■ **Work to complete**:
Display each line in the rows below that contains the word "blazer".
:: Exercise input
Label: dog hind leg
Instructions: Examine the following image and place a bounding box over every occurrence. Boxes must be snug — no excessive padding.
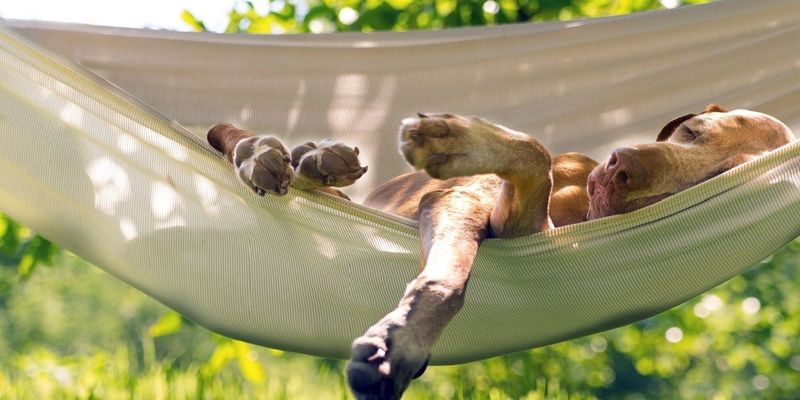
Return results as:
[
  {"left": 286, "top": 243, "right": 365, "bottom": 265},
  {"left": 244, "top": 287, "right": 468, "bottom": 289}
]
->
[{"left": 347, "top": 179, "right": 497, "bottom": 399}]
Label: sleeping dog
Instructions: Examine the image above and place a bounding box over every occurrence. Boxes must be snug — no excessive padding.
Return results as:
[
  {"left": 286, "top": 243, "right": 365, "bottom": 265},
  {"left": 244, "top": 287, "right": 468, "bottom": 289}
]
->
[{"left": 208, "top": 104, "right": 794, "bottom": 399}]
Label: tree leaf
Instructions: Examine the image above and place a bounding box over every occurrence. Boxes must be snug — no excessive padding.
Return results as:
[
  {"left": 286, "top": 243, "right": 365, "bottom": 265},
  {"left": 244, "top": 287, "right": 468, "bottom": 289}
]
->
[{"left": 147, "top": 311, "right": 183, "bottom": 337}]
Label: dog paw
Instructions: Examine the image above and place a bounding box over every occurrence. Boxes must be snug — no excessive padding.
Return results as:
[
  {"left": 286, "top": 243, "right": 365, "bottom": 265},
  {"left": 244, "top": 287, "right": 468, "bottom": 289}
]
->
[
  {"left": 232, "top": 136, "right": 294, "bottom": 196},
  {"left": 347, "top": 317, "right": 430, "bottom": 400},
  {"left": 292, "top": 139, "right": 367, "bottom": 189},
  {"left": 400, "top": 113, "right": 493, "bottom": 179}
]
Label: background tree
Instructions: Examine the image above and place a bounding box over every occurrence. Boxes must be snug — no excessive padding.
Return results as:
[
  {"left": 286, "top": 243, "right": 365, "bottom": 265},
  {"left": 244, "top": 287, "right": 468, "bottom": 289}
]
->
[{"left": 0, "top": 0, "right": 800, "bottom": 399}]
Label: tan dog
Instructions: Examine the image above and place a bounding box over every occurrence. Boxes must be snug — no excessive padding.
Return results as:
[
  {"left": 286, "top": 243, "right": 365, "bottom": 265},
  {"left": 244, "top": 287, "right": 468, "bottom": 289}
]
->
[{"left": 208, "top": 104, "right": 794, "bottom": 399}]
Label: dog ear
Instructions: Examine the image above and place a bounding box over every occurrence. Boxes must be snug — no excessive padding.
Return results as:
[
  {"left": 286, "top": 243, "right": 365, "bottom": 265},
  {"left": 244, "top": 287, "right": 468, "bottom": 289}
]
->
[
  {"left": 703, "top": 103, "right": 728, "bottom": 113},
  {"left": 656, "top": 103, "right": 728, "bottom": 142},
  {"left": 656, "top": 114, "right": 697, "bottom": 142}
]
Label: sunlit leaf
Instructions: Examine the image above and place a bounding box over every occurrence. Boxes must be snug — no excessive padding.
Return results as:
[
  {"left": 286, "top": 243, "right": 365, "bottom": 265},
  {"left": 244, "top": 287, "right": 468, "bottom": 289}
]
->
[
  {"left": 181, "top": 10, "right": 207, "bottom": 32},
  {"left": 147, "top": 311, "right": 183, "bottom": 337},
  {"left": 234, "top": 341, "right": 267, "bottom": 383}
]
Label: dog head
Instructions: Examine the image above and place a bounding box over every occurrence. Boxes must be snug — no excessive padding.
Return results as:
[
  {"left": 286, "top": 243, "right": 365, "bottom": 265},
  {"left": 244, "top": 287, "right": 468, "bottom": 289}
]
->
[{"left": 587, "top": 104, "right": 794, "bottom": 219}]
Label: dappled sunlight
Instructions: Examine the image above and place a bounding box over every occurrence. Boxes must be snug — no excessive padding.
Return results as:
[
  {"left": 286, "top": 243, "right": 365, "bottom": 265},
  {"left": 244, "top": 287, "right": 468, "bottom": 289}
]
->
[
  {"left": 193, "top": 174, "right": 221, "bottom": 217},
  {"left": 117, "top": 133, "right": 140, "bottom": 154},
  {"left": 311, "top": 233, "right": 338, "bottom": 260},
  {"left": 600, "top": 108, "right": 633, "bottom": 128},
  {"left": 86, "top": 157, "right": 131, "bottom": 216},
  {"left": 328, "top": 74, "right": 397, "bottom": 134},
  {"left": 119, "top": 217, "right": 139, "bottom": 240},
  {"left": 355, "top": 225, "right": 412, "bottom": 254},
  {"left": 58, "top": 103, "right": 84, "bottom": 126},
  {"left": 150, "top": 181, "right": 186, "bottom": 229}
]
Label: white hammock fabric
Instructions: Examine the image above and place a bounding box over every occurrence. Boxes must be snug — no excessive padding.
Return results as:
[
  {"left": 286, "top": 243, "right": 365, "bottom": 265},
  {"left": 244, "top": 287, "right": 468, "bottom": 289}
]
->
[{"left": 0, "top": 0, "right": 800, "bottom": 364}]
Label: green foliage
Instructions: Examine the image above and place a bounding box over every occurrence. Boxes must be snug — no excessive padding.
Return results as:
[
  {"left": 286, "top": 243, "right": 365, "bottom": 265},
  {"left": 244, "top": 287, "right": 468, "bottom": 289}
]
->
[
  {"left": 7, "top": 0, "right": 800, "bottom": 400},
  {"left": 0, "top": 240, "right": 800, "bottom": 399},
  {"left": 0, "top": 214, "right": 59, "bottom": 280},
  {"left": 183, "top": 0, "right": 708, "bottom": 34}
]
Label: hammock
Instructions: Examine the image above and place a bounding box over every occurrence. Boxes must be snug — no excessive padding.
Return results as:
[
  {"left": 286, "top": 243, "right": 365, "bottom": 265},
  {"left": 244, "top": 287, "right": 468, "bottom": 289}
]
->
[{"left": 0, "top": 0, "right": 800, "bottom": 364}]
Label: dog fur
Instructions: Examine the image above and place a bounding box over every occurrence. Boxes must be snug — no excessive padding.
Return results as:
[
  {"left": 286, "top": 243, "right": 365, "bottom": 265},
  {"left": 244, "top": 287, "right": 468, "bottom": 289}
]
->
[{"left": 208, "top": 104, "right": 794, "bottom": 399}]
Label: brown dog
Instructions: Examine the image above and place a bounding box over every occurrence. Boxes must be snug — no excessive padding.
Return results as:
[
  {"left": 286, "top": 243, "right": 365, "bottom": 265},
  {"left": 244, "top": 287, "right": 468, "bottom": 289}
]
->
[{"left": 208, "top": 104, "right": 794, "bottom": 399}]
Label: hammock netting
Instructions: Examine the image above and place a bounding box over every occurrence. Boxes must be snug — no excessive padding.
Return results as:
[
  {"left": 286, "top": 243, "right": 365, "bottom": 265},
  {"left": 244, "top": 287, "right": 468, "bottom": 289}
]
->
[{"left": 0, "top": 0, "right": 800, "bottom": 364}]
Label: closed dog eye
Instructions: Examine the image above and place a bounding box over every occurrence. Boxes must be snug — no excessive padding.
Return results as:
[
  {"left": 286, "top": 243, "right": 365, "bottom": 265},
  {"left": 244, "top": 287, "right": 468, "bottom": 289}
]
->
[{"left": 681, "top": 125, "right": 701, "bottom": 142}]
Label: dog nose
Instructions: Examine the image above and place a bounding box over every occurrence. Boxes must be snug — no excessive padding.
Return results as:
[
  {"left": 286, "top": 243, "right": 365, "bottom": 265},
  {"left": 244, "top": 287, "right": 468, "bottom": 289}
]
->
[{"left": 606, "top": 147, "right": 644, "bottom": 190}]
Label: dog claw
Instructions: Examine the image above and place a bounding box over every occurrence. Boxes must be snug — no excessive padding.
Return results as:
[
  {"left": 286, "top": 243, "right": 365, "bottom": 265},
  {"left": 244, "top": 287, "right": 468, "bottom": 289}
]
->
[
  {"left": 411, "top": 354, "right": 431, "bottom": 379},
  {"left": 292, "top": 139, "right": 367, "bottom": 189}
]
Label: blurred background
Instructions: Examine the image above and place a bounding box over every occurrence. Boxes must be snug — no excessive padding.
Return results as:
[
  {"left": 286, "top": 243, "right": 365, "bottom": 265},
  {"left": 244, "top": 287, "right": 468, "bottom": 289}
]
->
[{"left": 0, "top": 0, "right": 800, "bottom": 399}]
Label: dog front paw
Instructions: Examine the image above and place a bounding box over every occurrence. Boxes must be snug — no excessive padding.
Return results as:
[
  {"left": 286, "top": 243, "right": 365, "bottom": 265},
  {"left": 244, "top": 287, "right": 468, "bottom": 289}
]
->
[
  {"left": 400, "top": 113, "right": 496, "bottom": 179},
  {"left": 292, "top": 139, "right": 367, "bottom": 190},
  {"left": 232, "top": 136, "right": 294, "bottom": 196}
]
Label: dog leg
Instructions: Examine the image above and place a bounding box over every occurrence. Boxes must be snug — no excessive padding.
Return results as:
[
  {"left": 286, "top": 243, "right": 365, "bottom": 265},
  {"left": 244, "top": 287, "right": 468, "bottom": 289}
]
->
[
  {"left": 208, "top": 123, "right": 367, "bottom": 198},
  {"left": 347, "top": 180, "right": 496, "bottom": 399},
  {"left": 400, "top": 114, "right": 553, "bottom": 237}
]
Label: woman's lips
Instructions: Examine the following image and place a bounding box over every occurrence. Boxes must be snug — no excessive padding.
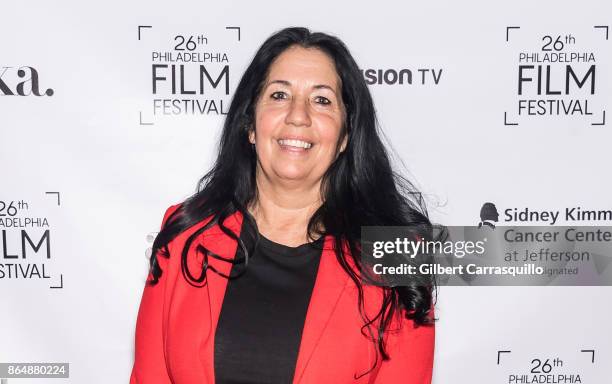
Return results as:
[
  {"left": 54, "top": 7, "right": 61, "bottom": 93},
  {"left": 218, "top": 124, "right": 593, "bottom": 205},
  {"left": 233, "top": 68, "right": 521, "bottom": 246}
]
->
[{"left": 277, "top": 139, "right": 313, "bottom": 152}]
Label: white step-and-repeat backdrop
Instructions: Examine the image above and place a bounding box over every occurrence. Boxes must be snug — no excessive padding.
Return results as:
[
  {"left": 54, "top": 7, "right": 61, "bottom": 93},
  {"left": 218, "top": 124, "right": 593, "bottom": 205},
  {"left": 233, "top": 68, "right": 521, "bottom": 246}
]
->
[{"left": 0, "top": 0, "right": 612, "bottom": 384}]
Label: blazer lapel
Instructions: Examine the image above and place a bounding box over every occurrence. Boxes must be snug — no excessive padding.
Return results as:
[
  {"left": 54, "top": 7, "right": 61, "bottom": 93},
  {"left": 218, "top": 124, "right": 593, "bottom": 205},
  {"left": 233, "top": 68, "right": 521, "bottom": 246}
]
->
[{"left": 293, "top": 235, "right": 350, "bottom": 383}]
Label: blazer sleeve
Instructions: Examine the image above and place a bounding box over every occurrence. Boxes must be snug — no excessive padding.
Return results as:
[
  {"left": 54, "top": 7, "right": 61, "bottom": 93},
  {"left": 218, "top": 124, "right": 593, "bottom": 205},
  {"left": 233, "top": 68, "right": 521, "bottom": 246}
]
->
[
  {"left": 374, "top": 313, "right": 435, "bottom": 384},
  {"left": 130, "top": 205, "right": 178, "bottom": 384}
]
::::
:: Exercise input
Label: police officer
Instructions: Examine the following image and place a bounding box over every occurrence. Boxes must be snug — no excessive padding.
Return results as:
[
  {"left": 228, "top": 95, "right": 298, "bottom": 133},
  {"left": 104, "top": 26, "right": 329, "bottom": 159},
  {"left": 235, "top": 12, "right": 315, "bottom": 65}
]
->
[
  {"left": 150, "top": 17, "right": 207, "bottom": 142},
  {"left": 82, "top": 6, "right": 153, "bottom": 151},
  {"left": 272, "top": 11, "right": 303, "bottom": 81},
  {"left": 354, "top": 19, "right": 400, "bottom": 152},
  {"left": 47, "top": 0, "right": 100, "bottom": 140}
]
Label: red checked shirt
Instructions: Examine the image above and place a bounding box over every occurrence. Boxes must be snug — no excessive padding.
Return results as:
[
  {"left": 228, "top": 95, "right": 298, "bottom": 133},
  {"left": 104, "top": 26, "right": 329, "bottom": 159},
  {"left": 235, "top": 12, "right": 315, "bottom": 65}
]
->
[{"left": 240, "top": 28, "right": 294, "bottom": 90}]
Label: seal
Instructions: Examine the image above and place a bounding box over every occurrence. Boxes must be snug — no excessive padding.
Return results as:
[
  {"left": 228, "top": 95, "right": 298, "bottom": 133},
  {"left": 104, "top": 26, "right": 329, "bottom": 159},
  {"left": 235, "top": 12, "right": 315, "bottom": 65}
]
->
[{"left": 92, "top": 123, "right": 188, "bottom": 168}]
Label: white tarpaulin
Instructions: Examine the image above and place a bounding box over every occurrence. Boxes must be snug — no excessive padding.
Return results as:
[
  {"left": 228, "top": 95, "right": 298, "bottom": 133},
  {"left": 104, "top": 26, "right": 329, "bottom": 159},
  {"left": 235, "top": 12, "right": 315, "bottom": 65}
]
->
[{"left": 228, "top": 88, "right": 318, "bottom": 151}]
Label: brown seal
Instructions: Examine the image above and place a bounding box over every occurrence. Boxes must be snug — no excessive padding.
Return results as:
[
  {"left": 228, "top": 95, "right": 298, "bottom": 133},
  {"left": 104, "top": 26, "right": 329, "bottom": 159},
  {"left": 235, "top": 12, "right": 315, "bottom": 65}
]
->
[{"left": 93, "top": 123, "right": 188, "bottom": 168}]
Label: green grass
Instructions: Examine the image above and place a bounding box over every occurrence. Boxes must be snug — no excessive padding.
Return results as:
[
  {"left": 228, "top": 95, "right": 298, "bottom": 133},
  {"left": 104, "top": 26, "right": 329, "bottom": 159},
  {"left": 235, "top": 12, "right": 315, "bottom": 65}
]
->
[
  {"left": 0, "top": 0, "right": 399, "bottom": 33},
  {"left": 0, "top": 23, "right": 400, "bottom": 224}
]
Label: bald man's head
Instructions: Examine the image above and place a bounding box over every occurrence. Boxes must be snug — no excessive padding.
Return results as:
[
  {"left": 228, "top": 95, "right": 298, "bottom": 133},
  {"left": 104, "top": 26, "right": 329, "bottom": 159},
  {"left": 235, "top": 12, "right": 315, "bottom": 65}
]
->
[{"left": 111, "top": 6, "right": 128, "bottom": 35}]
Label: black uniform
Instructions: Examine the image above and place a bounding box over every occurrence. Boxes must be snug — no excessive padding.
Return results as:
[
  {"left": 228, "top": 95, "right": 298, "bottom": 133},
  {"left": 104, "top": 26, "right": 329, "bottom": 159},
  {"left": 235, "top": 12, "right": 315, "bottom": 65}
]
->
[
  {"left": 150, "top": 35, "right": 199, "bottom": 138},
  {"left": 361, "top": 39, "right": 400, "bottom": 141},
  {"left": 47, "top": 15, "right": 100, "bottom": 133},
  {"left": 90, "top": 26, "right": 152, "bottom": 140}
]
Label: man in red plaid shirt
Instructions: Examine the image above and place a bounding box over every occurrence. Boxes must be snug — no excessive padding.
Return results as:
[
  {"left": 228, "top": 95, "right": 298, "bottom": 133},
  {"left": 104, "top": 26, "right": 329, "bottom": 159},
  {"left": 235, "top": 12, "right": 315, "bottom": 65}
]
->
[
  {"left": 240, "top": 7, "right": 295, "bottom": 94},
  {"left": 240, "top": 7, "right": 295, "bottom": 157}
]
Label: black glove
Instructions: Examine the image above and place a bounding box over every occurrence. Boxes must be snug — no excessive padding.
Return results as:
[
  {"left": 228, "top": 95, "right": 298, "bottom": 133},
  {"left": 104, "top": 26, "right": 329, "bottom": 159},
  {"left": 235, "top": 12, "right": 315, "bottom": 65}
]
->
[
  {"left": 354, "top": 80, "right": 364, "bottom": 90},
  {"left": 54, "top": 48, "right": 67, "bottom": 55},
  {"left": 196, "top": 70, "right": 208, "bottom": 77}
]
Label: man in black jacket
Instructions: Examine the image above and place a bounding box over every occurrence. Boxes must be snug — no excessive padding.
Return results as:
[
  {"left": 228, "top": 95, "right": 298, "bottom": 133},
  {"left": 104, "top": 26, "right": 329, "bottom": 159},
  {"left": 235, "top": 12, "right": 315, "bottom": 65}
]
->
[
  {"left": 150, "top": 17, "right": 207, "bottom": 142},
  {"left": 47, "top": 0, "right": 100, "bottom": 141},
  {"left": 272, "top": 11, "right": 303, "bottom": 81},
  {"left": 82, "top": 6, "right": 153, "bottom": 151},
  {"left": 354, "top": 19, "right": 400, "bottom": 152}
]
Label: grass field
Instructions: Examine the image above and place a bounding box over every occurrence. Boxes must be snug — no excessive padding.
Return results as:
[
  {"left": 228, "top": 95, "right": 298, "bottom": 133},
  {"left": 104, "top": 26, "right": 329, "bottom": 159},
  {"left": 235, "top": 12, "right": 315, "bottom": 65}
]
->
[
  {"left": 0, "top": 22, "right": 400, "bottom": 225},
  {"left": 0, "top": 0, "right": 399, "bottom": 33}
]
::::
:: Exercise input
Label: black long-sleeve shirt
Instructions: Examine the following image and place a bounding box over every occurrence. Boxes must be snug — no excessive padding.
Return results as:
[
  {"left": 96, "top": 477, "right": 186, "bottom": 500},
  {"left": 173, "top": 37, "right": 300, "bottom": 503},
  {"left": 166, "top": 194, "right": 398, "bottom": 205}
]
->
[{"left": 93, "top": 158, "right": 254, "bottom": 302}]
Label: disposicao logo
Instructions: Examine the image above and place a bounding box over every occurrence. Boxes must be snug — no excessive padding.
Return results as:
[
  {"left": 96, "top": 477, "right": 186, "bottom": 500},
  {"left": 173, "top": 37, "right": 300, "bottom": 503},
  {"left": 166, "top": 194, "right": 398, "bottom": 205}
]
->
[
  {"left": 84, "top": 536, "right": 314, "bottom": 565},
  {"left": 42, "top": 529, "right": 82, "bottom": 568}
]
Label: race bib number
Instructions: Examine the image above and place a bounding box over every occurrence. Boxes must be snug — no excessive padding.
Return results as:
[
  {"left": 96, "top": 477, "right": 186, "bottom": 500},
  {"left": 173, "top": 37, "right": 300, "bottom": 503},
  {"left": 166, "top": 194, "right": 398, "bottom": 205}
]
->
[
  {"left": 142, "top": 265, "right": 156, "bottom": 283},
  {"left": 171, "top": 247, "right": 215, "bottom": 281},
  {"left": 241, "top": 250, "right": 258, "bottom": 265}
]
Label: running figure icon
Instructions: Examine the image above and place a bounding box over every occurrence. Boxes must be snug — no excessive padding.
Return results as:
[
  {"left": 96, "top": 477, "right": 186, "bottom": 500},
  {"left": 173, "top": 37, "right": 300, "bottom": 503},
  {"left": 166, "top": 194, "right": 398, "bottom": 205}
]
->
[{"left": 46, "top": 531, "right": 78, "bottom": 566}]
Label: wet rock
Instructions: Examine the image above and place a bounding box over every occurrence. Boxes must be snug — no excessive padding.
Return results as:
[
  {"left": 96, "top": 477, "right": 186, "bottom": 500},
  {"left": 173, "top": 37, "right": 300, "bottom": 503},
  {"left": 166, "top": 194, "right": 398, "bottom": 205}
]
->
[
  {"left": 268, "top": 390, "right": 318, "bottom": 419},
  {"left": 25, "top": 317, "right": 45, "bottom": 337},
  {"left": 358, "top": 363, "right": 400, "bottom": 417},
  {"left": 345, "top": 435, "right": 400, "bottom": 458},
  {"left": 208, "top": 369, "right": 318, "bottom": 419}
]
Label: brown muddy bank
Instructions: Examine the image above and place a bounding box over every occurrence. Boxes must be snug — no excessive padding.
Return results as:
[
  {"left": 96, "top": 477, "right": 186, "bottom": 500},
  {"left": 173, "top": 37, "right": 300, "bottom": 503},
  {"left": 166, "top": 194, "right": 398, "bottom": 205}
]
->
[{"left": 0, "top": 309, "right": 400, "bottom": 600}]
::::
■ **Response for this exercise**:
Label: blazer lapel
Label: blazer sleeve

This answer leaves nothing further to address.